- **WHAT YOU ARE ASKED TO DO**
Change every "trace along the boundary" in the records below to "follow the outline", leaving everything else the same.

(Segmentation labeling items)
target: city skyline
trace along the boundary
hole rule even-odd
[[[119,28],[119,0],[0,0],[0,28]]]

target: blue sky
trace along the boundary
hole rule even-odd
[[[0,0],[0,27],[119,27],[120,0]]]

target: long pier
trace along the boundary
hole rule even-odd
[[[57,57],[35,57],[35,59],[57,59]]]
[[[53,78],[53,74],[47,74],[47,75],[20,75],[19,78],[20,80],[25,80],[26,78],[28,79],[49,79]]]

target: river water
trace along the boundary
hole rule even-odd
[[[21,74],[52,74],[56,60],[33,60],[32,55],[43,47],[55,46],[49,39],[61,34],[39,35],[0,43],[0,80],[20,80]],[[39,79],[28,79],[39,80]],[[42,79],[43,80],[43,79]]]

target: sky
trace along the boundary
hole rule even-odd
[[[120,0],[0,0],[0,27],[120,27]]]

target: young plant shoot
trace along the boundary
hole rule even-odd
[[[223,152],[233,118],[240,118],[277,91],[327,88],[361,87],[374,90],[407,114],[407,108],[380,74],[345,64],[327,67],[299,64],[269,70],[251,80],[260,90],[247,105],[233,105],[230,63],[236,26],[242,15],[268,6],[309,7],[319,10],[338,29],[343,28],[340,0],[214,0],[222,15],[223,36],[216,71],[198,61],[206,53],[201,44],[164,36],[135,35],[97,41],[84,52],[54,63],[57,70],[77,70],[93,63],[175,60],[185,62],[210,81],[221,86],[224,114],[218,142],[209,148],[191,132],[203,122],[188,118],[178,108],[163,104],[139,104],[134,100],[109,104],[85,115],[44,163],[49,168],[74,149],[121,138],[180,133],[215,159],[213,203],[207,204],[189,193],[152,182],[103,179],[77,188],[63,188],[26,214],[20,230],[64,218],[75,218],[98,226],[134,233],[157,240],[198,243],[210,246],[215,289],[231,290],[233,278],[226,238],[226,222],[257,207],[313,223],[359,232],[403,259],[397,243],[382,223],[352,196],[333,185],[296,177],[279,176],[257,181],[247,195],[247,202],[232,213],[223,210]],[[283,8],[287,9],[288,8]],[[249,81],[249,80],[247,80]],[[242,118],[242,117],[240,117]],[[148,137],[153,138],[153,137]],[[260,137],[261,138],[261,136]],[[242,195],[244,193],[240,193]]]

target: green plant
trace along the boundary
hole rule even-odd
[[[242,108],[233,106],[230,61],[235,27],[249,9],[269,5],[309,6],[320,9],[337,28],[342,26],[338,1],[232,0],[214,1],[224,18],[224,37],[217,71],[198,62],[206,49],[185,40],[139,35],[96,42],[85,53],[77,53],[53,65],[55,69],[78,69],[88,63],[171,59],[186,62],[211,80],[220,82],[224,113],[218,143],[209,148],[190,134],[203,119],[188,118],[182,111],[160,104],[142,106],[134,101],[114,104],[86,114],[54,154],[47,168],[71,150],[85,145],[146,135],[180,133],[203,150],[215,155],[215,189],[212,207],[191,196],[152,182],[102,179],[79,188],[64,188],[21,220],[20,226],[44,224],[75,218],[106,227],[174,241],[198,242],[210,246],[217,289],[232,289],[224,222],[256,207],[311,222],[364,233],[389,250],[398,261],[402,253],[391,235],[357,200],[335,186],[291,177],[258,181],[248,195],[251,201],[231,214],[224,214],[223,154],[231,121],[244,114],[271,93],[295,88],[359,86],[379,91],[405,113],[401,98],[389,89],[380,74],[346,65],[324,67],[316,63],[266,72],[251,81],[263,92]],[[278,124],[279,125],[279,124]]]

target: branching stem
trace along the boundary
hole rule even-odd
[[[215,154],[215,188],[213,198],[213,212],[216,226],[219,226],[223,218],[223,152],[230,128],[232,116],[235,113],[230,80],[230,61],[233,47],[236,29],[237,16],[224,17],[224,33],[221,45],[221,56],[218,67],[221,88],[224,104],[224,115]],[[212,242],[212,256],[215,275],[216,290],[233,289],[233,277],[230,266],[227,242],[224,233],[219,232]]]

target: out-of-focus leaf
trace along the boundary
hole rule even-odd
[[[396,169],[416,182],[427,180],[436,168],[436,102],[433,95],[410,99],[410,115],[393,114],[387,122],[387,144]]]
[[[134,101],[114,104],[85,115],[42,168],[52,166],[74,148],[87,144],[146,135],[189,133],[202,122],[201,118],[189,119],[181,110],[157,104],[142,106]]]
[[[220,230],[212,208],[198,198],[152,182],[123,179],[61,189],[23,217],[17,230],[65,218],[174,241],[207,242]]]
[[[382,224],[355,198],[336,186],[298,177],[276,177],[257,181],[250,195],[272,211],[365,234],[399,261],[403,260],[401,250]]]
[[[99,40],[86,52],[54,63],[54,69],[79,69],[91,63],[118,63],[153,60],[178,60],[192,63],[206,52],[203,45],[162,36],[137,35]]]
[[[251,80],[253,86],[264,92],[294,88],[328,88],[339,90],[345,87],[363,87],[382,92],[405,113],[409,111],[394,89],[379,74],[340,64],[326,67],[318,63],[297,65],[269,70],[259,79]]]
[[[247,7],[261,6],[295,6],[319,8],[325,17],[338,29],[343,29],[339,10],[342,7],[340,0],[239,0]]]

- **CORRECT RESULT**
target: city skyline
follow the outline
hole rule even-odd
[[[119,28],[119,0],[0,0],[0,28]]]

target: blue sky
follow the outline
hole rule even-odd
[[[0,0],[0,27],[119,27],[120,0]]]

target: long pier
follow the outline
hole rule even-odd
[[[57,57],[35,57],[35,59],[57,59]]]
[[[53,78],[53,74],[47,74],[47,75],[20,75],[19,78],[20,80],[25,80],[26,78],[28,79],[49,79]]]

target: river water
follow the outline
hole rule even-odd
[[[21,74],[52,74],[56,60],[33,60],[32,55],[43,47],[55,46],[49,39],[61,34],[39,35],[0,43],[0,80],[20,80]],[[39,79],[28,79],[39,80]],[[42,79],[43,80],[43,79]]]

target: sky
follow the outline
hole rule even-odd
[[[120,0],[0,0],[0,27],[120,27]]]

target: young plant shoot
follow the outline
hole rule even-odd
[[[223,152],[233,118],[240,118],[277,91],[327,88],[361,87],[374,90],[407,114],[407,108],[380,74],[345,64],[327,67],[299,64],[269,70],[251,80],[260,90],[247,105],[233,105],[230,63],[236,26],[242,15],[268,6],[309,7],[319,10],[338,29],[343,28],[340,0],[214,0],[222,15],[223,36],[216,71],[198,61],[206,53],[201,44],[164,36],[135,35],[97,41],[84,52],[54,63],[57,70],[77,70],[93,63],[175,60],[185,62],[210,81],[221,86],[224,114],[218,142],[209,148],[191,132],[203,122],[188,118],[178,108],[163,104],[139,104],[134,100],[109,104],[85,115],[44,163],[49,168],[74,149],[121,138],[180,133],[215,159],[213,203],[207,204],[189,193],[152,182],[103,179],[77,188],[63,188],[26,214],[20,230],[64,218],[75,218],[98,226],[134,233],[157,240],[198,243],[210,246],[215,289],[231,290],[233,278],[226,238],[226,222],[257,207],[313,223],[359,232],[403,259],[397,243],[382,223],[352,196],[333,185],[296,177],[279,176],[257,181],[247,195],[247,202],[232,213],[223,210]],[[283,8],[287,9],[288,8]],[[249,81],[249,80],[247,80]],[[242,118],[242,117],[240,117]],[[148,137],[153,138],[153,137]],[[260,137],[261,138],[261,136]],[[242,195],[244,193],[240,193]]]

target: green plant
follow the outline
hole rule even-odd
[[[242,108],[233,106],[230,61],[235,27],[249,9],[269,5],[309,6],[320,9],[337,28],[342,26],[338,1],[232,0],[214,1],[224,18],[224,37],[217,71],[198,62],[206,49],[185,40],[139,35],[96,42],[85,53],[77,53],[53,65],[55,69],[78,69],[88,63],[171,59],[186,62],[211,80],[220,82],[224,113],[218,143],[209,148],[190,134],[203,119],[188,118],[182,111],[160,104],[142,106],[134,101],[114,104],[86,114],[54,154],[47,168],[71,150],[85,145],[146,135],[180,133],[203,150],[215,155],[215,189],[212,207],[191,196],[152,182],[102,179],[79,188],[64,188],[21,220],[20,226],[44,224],[75,218],[106,227],[174,241],[198,242],[210,246],[217,289],[232,289],[224,222],[256,207],[311,222],[364,233],[389,250],[398,261],[402,253],[391,235],[357,200],[335,186],[291,177],[258,181],[248,195],[251,201],[231,214],[224,214],[223,154],[231,121],[244,114],[271,93],[295,88],[359,86],[379,91],[405,113],[401,98],[389,89],[380,74],[346,65],[324,67],[316,63],[266,72],[251,81],[263,92]],[[278,124],[279,125],[279,124]]]

target: branching stem
follow the outline
hole rule even-odd
[[[215,154],[215,188],[213,198],[213,212],[216,226],[219,226],[223,218],[223,152],[230,128],[232,116],[235,113],[230,80],[230,61],[233,47],[236,29],[237,16],[224,17],[224,33],[221,45],[221,56],[218,67],[221,88],[224,104],[224,115]],[[212,242],[212,256],[215,275],[216,290],[233,289],[233,277],[230,266],[227,242],[224,233],[219,232]]]

target: out-of-focus leaf
follow the outline
hole rule even-odd
[[[396,169],[416,182],[427,180],[436,168],[436,102],[433,95],[410,99],[410,115],[393,114],[387,122],[387,144]]]
[[[134,101],[114,104],[85,115],[42,168],[52,166],[74,148],[87,144],[146,135],[189,133],[202,122],[201,118],[189,119],[181,110],[157,104],[142,106]]]
[[[220,230],[212,208],[198,198],[152,182],[123,179],[61,189],[23,217],[17,230],[65,218],[174,241],[207,242]]]
[[[382,224],[355,198],[336,186],[298,177],[276,177],[257,181],[250,195],[272,211],[365,234],[399,261],[403,260],[401,250]]]
[[[99,40],[86,52],[54,63],[54,69],[79,69],[91,63],[118,63],[153,60],[178,60],[192,63],[206,52],[203,45],[162,36],[137,35]]]
[[[251,80],[253,86],[264,92],[294,88],[328,88],[339,90],[345,87],[363,87],[382,92],[405,113],[409,111],[394,89],[379,74],[340,64],[326,67],[318,63],[297,65],[269,70],[259,79]]]
[[[247,7],[261,6],[295,6],[319,8],[325,17],[338,29],[343,29],[339,10],[342,7],[340,0],[239,0]]]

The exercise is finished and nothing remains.